**TESTO DELL'ESERCIZIO**
Blog Layout

Breve storia della derubricazione dell'omosessualità

Luca di Tolve • feb 04, 2015

“IL PADRE DOV'ERA. Le omosessualità nella psicanalisi”, come occasione di un dibattito teorico, culturale e sociale intorno all'omosessualità e l’identità di genere anche nelle sue implicazioni soggettive.

BREVE STORIA DELLA DERUBRICAZIONE DELL’OMOSESSUALITA’
di Giancarlo Ricci

Il dibattito intorno all’ultima versione del DSM, di imminente uscita in Italia, pone sia nel dibattito sociologico sia nell’ambito della clinica, una serie di questioni. 

Il recente numero della rivista di filosofia AUT AUT (n. 357, curato da Mario Colucci ed edito da Il Saggiatore) dal titolo “La diagnosi in psichiatria” apre una serie di considerazioni inquietanti.


La storica della psicanalisi,  Elisabeth ROUDINESCO, in "La parte oscura di noi stessi" (Angelo Colla Editore, Vicenza 2008) afferma: 

Il DSM in quanto classificazione perversa della perversione, dei perversi e delle perversioni sessuali per certi versi realizza in forma mortifera il grande progetto di una società sadiana: abolizione delle differenze, riduzione dei soggetti a oggetti posti sotto sorveglianza, supremazia di un’ideologia disciplinare su un’etica della libertà”. 


La vicenda della derubricazione della omosessualità dal DSM è esemplare. Mostra come talvolta il discorso scientifico ceda le armi alla convenienza ideologica. Diversi termini sono stati tolti o rimaneggiati in quanto, principalmente, ritenuti eccessivamente stigmatizzanti, come è accaduto a diverse altre definizioni come quella di perversione (diventata parafilia) o alcolismo. Nel 1973 la maggiore associazione psichiatrica americana, l’APA (American Psychiatric Association), derubrica la voce omosessualità dal DSM lasciando tuttavia l’espressione “omosessualità egodistonica”.


 Sulla scia di questa decisione, anche l’OMS (Organizzazione Mondiale della Sanità) la cancella dal suo manuale diagnostico ICD (International Classification of Disease) dove tuttavia nel 1991, rimaneggiando la formulazione, lascia la definizione di un disagio – classificato come F66.1 – relativo a “un persistente disturbo rispetto al proprio orientamento sessuale percepito come indesiderato” e “suscettibile di trattamento quando richiesto dal soggetto”. La decisione di derubricare l’omosessualità dal DSM non è stato il frutto di un dibattito scientifico, ma di una operazione ideologica. In quegli anni gli attivisti gay organizzavano accese manifestazioni in occasioni delle riunioni della Commissione Nomenclatura dell’APA, chiedendo e ottenendo di partecipare agli incontri.


 Da quel momento il dibattito scientifico fu sospeso e sostituito da discussioni di carattere politico ed ideologico che sfociarono nel 1973 nella decisione di mettere ai voti la questione tramite appositi questionari. Nell’aprile del 1973 votarono 10.091 membri su 17.029 aventi diritto; più di 400 votarono scheda bianca. 3810 votarono contro la decisione della commissione, 5854 membri votarono invece a favore. Dunque la derubricazione passa con 5854 voti a favore e 3810 contro.

**CONSEGNA**
Elenca tutte le persone nominate nel testo sulla derubricazione dell'omosessualità riportato sopra.

**DATI IN INGRESSO**
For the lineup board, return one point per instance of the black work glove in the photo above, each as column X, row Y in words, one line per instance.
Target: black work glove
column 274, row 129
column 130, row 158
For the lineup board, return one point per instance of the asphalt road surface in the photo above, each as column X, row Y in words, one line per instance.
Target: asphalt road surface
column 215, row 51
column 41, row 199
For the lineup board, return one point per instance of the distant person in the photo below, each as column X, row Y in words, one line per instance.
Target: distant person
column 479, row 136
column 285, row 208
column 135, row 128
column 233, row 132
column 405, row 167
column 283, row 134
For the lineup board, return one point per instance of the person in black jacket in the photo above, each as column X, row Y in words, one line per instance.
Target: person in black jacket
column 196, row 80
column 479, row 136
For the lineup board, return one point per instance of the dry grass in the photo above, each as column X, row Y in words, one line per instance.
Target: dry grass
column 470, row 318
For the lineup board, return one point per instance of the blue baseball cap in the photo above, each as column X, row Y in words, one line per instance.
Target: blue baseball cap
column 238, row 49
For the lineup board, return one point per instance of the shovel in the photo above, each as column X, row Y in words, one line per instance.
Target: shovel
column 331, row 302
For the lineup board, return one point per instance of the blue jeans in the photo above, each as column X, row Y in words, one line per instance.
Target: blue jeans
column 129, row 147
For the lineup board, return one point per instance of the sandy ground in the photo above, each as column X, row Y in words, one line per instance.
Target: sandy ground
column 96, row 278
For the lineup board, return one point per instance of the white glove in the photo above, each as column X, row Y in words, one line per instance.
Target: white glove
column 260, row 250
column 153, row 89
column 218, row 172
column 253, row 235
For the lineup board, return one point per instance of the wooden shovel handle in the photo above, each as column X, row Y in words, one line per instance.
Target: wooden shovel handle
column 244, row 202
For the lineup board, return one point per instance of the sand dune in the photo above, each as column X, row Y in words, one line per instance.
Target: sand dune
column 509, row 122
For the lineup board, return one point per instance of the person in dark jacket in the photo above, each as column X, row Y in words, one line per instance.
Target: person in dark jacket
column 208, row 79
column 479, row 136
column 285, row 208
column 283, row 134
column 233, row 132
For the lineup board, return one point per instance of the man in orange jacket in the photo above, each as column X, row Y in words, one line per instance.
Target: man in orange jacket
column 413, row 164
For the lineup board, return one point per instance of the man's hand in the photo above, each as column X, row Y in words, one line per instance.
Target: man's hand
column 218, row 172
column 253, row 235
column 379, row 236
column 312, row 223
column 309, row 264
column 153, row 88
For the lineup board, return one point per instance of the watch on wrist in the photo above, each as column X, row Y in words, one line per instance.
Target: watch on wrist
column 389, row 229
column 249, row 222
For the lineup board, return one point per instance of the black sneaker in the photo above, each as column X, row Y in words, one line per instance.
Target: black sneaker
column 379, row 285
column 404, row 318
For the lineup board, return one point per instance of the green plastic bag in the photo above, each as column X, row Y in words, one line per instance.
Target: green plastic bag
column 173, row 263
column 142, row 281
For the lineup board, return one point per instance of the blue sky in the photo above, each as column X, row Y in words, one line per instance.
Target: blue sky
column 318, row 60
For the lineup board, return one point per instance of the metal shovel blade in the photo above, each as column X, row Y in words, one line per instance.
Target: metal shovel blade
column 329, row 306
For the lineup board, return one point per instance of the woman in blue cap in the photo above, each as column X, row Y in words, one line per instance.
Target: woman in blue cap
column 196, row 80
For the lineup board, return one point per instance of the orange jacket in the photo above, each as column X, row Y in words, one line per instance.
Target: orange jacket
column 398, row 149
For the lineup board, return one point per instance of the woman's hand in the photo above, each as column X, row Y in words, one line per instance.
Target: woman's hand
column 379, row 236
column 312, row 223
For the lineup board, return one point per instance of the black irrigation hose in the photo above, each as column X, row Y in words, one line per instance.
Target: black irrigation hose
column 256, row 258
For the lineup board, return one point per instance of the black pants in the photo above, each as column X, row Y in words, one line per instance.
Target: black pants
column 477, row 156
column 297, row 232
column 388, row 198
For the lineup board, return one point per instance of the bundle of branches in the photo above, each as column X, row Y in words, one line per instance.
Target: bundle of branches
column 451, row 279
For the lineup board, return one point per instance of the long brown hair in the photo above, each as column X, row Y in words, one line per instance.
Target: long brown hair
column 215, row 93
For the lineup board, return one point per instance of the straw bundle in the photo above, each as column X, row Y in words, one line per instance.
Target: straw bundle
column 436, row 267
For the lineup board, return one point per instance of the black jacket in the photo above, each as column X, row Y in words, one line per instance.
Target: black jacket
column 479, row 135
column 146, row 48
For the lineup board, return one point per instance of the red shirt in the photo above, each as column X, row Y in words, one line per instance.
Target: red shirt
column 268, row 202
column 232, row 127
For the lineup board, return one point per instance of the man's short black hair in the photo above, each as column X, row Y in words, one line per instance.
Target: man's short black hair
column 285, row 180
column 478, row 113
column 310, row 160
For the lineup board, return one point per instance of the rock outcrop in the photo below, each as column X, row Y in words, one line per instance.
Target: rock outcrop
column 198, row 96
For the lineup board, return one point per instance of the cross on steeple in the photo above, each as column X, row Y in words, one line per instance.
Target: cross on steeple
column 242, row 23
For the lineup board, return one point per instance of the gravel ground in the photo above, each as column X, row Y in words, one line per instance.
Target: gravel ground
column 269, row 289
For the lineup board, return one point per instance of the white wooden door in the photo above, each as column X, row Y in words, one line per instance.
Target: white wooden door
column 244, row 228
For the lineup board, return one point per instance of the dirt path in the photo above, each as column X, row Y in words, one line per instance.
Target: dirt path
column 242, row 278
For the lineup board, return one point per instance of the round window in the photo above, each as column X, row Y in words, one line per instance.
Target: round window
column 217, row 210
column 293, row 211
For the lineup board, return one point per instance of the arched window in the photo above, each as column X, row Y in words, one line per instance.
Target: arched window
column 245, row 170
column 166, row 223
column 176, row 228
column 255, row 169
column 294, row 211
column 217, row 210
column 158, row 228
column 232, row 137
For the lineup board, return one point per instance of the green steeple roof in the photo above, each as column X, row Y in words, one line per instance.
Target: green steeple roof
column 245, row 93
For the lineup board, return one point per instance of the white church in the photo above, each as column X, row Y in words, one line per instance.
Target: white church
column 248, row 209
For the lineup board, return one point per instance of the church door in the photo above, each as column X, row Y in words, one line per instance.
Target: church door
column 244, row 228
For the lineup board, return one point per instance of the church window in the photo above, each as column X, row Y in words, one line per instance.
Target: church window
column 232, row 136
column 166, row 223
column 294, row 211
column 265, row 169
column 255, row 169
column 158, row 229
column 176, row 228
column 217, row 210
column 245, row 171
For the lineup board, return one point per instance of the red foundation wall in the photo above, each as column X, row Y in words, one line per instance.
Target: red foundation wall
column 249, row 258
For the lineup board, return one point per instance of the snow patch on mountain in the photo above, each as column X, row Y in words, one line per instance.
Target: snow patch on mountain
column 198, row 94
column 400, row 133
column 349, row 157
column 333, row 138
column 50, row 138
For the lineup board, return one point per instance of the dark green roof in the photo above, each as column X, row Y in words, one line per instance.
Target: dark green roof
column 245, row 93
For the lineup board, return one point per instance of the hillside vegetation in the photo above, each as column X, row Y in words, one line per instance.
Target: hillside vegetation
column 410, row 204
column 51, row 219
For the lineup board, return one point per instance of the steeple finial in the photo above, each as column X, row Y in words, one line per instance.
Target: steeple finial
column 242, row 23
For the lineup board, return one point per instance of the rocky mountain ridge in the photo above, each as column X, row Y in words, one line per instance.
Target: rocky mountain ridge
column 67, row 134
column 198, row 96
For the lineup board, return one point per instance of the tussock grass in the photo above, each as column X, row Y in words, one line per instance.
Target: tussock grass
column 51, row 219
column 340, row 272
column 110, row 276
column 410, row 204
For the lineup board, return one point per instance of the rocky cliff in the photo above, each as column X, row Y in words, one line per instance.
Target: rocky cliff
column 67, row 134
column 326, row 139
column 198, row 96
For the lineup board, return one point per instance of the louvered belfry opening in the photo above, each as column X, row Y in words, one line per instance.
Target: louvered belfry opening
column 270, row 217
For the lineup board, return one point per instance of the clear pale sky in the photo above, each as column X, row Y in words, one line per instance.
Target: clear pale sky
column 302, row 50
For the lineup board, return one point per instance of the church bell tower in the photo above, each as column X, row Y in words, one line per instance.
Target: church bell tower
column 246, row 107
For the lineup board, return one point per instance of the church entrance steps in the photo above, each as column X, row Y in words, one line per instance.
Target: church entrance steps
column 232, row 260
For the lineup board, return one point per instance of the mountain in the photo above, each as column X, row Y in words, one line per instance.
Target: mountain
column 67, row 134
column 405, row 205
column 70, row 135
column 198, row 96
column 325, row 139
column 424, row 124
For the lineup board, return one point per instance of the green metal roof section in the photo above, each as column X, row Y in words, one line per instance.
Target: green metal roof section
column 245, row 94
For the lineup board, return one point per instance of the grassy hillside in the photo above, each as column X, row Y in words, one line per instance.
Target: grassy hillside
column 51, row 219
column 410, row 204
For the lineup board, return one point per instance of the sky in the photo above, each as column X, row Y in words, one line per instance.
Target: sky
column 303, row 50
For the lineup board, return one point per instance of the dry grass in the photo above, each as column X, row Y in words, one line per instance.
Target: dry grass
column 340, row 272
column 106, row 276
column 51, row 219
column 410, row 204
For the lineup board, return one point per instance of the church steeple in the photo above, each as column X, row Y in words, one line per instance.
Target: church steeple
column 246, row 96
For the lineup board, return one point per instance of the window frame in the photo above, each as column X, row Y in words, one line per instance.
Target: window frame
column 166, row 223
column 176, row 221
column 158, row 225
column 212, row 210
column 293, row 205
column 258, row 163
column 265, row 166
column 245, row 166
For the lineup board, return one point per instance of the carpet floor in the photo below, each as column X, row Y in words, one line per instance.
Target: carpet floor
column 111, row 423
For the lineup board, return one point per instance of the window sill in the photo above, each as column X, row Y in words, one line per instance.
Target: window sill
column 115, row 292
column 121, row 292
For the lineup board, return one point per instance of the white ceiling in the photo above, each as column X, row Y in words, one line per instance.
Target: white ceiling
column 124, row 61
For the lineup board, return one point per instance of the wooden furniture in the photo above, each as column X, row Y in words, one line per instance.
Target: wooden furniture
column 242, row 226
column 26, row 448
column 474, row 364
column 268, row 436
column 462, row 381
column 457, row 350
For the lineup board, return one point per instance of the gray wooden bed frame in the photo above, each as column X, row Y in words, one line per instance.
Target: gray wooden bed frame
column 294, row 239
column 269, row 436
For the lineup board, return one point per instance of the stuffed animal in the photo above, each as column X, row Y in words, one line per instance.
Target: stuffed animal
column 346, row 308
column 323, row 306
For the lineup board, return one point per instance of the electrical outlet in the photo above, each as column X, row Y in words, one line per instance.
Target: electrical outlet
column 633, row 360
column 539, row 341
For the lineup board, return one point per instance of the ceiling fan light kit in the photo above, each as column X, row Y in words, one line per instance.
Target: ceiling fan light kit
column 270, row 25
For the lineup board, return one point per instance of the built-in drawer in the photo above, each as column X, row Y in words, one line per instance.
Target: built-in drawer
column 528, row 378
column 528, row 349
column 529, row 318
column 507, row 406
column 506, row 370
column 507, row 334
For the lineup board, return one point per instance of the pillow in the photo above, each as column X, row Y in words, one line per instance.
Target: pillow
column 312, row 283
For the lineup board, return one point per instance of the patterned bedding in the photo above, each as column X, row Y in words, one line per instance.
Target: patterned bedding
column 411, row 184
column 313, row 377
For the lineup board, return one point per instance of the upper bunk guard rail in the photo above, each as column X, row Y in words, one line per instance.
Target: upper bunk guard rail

**RISPOSTA**
Luca di Tolve, Giancarlo Ricci, Mario Colucci, Elisabeth ROUDINESCO